## [Source material]
((
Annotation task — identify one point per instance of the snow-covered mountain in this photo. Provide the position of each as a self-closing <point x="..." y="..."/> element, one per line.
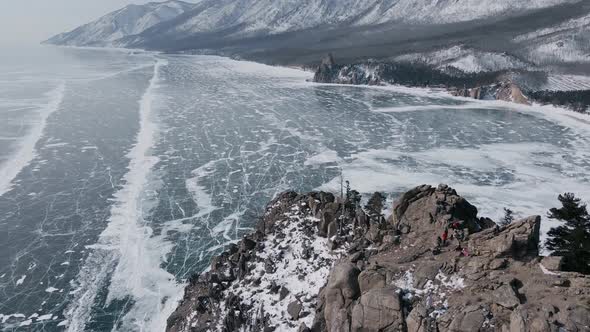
<point x="256" y="17"/>
<point x="131" y="20"/>
<point x="470" y="35"/>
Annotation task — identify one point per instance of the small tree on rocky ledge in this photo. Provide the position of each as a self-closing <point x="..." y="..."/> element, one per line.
<point x="508" y="217"/>
<point x="572" y="239"/>
<point x="375" y="205"/>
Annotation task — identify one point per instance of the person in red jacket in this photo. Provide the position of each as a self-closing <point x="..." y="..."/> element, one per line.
<point x="445" y="236"/>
))
## [Short exercise]
Add 137 to every coordinate in the points, then write out again each line from the one containing "Annotation task — identify one point per instance of the person" through the last line, keeping the request text unchanged.

## [Task answer]
Annotation task — identify one point per instance of the person in red jacket in this photo. Provide the position of each as a self-closing <point x="..." y="..."/> element, one per line.
<point x="582" y="373"/>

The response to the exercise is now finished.